• [The problem] Which lines of the data contain the string "trim"? Copy every one of them.

• [Dataset entries]
'''
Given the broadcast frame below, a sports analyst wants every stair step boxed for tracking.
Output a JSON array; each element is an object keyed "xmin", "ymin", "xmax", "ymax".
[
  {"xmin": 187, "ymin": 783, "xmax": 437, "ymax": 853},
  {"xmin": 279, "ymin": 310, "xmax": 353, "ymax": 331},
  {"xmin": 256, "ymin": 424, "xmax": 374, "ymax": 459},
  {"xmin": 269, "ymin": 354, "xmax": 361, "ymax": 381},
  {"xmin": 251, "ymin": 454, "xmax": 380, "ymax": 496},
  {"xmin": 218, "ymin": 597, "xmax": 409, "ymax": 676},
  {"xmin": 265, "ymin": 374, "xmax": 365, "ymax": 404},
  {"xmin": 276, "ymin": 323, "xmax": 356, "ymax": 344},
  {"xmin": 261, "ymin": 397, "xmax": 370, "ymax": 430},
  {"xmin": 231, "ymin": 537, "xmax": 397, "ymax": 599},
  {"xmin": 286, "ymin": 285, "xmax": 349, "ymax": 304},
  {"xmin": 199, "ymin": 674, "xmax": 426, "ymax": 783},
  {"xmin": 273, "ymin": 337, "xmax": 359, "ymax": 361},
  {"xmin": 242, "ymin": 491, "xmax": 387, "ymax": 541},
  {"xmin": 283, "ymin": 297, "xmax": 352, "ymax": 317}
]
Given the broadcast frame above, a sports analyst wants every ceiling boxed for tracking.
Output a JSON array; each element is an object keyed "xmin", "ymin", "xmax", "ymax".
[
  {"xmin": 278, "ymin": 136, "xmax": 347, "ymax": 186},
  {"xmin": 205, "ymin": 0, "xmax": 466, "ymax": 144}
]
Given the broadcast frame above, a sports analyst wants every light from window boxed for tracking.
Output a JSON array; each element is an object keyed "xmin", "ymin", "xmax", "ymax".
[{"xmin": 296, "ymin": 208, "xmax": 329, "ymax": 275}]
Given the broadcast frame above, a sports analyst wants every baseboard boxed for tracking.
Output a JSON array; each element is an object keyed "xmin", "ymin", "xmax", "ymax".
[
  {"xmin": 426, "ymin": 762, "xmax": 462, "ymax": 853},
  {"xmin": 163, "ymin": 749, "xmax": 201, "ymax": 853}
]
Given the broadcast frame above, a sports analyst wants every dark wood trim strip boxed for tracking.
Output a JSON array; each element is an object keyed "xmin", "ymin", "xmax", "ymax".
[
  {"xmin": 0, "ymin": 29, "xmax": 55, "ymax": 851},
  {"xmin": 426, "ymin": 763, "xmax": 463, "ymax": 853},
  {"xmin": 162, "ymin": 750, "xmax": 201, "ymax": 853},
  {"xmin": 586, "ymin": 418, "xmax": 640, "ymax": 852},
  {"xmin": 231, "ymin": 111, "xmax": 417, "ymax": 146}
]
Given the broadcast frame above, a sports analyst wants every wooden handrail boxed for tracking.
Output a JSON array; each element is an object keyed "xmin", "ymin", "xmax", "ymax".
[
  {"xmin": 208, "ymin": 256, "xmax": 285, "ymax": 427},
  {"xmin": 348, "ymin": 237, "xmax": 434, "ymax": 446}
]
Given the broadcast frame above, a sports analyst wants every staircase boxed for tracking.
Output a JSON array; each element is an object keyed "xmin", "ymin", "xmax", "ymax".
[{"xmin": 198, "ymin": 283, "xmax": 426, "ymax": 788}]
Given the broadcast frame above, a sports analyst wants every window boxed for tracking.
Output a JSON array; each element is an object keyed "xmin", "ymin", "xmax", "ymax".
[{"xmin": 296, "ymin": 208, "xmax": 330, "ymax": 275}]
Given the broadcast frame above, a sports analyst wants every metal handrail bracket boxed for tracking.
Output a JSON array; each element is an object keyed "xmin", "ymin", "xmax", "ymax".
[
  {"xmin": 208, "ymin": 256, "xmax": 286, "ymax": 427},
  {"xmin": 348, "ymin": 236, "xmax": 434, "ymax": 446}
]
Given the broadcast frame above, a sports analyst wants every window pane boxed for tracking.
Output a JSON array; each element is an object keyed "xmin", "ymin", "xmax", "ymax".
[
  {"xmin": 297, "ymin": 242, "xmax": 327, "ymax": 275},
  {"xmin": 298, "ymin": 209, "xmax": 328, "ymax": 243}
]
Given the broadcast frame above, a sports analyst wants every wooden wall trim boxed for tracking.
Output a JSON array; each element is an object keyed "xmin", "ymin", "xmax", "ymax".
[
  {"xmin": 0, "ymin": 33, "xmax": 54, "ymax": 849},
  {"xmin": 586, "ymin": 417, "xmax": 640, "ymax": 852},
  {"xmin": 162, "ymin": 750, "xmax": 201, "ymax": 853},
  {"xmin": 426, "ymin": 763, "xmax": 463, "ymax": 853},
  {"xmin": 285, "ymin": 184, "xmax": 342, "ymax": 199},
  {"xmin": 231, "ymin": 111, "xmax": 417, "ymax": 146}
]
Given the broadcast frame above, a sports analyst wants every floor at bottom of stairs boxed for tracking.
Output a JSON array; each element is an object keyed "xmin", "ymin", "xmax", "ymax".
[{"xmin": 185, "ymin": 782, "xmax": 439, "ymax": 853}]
'''
'''
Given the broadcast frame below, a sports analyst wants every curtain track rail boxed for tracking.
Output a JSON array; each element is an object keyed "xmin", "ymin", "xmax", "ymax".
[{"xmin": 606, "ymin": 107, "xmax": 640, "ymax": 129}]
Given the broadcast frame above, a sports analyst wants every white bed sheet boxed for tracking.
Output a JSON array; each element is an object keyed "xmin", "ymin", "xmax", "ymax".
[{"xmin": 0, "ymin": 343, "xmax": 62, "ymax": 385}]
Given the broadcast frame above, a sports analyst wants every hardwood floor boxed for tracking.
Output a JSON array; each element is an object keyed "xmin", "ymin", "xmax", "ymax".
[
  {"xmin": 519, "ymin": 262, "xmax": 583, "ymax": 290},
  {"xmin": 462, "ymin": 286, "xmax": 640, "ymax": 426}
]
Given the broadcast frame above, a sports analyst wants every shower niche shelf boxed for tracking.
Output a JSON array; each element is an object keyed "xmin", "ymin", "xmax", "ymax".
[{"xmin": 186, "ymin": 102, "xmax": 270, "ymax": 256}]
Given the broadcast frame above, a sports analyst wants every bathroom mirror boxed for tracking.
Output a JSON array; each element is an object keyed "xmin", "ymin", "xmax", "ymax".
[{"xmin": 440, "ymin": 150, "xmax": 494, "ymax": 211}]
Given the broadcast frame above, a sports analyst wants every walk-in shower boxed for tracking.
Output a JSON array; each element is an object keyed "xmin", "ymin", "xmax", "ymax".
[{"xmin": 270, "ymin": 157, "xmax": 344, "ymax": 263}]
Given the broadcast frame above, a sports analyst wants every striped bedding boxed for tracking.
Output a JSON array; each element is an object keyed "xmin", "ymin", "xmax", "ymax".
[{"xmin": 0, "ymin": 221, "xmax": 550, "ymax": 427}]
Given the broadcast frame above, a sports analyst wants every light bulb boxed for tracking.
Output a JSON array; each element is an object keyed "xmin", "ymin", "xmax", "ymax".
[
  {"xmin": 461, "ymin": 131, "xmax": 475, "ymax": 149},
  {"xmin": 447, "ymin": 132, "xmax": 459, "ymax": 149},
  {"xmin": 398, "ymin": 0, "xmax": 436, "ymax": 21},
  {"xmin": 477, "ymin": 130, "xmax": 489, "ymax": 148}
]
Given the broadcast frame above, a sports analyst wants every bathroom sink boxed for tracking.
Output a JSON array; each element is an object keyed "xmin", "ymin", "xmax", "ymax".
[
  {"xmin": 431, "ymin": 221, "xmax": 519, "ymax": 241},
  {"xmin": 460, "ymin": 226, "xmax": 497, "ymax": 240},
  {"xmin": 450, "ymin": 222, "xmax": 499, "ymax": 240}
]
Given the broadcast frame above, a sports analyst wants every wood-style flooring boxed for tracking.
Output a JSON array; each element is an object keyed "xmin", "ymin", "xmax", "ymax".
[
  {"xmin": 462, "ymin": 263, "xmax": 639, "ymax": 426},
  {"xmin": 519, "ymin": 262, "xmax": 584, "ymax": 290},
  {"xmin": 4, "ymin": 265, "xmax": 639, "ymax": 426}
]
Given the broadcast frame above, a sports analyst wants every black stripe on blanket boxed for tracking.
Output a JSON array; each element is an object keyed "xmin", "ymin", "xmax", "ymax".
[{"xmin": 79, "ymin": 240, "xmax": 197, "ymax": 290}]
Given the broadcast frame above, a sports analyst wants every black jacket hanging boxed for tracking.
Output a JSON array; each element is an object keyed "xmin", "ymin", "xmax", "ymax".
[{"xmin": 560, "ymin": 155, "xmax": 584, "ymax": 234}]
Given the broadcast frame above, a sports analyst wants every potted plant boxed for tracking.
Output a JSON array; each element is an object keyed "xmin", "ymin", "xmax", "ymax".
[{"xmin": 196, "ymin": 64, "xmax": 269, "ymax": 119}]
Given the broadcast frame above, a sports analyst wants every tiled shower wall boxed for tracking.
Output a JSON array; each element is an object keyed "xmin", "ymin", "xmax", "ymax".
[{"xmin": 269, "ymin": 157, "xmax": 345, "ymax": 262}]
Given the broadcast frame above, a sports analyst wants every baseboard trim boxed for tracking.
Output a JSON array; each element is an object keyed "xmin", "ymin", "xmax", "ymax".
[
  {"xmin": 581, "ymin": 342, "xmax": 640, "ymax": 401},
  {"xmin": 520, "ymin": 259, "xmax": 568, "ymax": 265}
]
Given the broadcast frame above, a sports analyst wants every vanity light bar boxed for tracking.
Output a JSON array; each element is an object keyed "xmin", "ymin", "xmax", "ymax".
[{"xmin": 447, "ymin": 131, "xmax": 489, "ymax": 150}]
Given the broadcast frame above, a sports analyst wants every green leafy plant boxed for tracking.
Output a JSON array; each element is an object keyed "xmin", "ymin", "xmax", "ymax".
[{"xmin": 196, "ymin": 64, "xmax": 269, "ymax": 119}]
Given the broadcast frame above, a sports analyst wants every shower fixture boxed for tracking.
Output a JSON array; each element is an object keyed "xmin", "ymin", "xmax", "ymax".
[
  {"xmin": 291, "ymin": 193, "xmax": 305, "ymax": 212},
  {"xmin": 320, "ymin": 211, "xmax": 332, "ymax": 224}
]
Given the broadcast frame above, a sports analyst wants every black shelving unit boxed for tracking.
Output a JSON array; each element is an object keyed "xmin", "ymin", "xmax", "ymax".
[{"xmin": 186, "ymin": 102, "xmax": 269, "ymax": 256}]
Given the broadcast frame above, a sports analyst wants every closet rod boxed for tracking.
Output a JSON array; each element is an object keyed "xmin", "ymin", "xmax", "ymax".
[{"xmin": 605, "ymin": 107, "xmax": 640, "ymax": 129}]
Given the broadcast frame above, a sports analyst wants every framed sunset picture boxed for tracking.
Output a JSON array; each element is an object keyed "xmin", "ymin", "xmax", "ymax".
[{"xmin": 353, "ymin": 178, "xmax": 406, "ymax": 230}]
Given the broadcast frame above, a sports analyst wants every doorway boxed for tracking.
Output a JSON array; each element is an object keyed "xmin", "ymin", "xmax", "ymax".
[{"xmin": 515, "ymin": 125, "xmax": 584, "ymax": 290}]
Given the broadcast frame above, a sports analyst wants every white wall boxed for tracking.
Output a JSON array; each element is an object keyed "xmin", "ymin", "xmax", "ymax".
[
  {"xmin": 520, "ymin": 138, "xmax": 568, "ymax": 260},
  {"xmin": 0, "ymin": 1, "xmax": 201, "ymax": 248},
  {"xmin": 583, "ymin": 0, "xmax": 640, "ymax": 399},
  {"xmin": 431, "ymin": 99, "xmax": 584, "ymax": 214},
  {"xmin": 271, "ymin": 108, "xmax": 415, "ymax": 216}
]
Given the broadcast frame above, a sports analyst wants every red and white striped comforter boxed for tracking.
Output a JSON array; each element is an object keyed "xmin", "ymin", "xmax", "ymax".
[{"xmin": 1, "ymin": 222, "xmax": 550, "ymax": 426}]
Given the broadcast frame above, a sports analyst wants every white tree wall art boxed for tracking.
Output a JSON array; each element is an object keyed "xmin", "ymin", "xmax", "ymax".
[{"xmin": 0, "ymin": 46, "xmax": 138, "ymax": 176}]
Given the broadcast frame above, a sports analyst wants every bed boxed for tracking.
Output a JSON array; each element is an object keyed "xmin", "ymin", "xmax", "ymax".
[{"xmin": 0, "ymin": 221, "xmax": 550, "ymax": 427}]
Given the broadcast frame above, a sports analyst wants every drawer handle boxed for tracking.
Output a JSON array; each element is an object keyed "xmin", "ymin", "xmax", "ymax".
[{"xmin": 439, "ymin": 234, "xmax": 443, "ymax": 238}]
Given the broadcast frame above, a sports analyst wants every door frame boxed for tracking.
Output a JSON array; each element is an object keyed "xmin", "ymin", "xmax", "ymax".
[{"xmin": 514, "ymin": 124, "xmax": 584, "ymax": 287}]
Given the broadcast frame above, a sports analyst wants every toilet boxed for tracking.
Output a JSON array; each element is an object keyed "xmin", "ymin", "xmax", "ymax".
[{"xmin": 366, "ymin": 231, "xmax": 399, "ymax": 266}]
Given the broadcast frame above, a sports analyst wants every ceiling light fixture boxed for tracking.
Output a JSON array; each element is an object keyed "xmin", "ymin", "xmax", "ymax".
'''
• [Output]
Given the broadcast frame above, a sports analyst wants every dark wood trim strip boxed for tracking.
Given the broadcast frame above, a sports analyst wants every wooden wall trim boxed for tracking.
Given the broadcast frame above, a sports analyst wants every baseboard trim boxed for tracking.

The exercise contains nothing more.